_EXERCISE OBJECTIVE:_ Begin at the line that has "Target: wheel hubcap" and stop after the last of the rows. Copy those lines out in full and shift every coordinate by adding 130 to each number, leaving all other text unchanged.

--- START ---

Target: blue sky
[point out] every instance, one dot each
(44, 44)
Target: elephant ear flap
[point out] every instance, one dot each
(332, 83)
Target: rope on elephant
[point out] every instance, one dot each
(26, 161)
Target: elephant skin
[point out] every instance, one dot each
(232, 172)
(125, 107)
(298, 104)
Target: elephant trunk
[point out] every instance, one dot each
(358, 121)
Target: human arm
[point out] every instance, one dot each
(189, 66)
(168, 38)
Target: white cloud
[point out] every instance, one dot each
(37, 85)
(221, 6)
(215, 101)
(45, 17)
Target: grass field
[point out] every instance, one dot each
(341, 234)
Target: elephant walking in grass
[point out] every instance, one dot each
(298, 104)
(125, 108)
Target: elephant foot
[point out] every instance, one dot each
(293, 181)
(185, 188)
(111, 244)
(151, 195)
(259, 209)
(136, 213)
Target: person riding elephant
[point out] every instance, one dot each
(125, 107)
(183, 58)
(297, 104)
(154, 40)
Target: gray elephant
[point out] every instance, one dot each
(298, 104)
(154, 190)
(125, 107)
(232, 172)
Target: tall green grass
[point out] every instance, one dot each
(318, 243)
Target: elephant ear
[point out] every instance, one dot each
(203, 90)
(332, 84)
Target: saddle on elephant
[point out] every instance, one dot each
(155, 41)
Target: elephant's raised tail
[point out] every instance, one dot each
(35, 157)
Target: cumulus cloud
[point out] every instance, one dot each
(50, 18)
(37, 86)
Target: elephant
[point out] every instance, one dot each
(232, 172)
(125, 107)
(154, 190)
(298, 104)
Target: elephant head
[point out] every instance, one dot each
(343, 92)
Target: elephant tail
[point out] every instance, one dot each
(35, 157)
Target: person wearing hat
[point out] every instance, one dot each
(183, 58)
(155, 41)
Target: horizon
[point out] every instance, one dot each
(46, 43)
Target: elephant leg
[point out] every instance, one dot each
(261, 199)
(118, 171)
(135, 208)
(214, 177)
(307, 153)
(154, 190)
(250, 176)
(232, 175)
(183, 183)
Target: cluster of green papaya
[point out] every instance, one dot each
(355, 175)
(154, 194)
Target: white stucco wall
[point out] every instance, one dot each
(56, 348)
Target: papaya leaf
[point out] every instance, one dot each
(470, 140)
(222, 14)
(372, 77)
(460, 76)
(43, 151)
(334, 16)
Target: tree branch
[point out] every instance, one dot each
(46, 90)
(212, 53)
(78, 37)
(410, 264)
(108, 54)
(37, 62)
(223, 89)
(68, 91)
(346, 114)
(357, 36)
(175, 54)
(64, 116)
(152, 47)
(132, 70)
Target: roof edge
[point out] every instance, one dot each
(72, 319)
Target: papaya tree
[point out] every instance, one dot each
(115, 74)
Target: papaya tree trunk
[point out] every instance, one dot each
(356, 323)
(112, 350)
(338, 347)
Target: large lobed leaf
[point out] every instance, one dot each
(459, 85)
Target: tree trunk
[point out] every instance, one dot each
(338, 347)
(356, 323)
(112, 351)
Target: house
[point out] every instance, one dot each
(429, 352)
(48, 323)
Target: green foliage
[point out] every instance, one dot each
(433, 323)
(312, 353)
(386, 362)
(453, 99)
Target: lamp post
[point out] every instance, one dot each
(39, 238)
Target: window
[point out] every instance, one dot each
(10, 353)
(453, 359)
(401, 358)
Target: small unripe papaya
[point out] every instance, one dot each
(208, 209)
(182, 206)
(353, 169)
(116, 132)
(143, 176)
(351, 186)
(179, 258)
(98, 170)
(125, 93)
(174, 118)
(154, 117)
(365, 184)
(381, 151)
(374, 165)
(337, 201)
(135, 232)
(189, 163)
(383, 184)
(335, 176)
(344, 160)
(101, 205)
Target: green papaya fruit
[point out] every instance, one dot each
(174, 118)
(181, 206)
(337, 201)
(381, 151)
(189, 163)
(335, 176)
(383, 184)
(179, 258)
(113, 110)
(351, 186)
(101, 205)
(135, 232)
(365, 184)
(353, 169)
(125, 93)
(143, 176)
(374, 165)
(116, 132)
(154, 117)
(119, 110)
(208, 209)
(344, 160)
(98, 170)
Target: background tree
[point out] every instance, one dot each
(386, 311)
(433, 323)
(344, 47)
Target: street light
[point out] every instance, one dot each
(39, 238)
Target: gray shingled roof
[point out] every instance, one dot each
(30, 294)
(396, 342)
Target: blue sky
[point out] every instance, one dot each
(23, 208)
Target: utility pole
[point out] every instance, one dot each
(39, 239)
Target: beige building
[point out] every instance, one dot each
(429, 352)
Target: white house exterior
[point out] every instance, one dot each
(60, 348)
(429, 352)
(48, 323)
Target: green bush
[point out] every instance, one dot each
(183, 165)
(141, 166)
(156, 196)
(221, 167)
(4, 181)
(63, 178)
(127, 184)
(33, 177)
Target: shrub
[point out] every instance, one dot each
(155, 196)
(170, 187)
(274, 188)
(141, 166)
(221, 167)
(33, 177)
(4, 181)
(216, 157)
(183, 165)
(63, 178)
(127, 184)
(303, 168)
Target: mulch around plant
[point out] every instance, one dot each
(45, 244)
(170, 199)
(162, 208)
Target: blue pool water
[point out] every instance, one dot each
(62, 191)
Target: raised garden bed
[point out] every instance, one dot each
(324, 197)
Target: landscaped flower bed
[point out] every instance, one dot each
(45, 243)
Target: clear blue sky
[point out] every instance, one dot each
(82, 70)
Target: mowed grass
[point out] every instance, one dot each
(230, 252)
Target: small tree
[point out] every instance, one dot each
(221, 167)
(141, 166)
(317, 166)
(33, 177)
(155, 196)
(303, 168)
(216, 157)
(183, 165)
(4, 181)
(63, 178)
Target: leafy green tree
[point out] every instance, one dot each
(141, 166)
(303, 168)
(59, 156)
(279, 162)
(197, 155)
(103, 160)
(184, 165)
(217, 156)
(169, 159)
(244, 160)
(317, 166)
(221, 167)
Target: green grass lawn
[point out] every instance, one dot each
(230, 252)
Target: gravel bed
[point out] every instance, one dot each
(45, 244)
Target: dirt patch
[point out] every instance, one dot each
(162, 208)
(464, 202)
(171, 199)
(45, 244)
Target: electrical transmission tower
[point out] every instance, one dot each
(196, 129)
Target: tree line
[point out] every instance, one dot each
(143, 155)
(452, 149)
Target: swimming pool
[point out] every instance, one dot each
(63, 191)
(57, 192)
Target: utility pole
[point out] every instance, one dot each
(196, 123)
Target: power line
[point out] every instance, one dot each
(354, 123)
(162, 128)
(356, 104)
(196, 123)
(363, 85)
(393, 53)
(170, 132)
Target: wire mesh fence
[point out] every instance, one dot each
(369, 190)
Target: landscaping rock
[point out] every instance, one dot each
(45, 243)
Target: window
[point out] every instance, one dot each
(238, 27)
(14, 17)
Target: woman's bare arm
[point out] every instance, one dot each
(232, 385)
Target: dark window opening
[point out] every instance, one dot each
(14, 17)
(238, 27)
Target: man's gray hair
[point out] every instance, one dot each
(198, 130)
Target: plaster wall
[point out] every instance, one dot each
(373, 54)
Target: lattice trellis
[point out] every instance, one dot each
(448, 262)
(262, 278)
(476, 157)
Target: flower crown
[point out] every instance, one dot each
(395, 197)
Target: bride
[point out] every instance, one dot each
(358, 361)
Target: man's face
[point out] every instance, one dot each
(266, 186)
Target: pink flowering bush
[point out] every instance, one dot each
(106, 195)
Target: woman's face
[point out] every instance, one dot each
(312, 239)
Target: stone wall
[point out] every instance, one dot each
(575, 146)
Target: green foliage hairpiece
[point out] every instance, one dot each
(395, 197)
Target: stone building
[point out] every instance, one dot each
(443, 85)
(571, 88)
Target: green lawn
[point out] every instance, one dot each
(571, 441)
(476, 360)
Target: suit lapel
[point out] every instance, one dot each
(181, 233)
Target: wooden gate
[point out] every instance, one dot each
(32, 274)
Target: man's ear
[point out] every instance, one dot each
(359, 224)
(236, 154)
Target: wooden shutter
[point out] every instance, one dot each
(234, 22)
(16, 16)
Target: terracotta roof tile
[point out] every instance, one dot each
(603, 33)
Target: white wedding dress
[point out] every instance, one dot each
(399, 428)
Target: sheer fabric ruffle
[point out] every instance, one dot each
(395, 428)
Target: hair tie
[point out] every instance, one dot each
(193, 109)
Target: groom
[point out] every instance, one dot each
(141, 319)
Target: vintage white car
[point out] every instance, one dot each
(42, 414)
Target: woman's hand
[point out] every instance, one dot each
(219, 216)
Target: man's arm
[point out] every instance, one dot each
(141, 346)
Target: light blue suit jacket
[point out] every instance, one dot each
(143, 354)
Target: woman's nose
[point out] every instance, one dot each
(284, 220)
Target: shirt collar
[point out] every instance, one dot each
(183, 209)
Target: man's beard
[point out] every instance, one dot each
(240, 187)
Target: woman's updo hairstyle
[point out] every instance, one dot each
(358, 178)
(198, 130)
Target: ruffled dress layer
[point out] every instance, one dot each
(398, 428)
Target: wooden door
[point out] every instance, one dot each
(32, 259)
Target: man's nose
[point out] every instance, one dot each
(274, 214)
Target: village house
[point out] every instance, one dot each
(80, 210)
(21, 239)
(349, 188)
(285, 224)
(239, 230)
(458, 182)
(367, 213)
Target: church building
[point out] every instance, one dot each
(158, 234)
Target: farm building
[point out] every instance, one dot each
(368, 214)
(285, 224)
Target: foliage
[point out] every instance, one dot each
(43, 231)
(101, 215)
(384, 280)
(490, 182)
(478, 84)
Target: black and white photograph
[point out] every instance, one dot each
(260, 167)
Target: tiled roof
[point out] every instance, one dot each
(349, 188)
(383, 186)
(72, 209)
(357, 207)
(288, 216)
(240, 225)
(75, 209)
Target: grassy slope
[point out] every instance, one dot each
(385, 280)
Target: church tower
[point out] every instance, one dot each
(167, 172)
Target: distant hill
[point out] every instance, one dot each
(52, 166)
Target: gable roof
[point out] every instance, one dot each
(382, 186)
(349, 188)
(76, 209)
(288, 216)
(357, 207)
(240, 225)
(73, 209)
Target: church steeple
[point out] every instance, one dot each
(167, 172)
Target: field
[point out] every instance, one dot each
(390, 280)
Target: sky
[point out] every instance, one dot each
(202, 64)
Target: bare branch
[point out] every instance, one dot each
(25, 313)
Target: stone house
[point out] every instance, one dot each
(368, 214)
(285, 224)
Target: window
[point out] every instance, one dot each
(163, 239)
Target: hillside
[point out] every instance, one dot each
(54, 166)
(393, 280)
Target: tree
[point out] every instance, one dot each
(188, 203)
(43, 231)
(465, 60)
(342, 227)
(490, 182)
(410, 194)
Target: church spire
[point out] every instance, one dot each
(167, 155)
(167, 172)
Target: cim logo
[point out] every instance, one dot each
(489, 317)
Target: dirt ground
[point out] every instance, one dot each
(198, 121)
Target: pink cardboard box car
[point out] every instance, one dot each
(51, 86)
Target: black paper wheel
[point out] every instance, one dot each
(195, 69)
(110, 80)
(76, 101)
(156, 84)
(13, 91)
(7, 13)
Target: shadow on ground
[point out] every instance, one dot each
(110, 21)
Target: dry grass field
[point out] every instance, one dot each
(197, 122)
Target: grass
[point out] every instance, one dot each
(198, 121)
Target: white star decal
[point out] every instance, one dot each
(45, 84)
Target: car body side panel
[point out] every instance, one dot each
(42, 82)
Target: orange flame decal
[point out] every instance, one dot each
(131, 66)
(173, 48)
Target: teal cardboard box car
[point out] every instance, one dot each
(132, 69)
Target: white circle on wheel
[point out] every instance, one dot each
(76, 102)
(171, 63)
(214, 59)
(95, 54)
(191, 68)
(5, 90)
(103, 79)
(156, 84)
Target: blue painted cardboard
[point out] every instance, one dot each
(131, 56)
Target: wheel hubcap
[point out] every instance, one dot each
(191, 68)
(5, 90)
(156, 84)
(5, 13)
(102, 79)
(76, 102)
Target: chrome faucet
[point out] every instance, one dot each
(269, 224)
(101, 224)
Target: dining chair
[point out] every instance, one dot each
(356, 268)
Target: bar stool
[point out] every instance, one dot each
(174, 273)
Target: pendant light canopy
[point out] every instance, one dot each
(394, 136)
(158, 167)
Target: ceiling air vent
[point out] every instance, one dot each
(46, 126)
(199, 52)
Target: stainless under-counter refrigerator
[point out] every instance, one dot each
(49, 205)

--- END ---

_SOLUTION TO THIS PROBLEM:_
Target: wheel hubcap
[point out] every instance, one dot each
(321, 198)
(135, 220)
(286, 214)
(135, 143)
(232, 209)
(206, 232)
Target: chrome faucet
[point out] every instance, one dot each
(399, 354)
(231, 354)
Target: dining chair
[point out] every instance, one dot each
(486, 398)
Target: bar stool
[point out] every instance, one dot each
(304, 403)
Target: pendant light canopy
[point out] every instance, one dot each
(524, 266)
(288, 297)
Target: ceiling air vent
[point out] every instance, one dot each
(176, 256)
(329, 182)
Target: stainless under-counter refrigerator
[point out] every instance, one dot each
(179, 335)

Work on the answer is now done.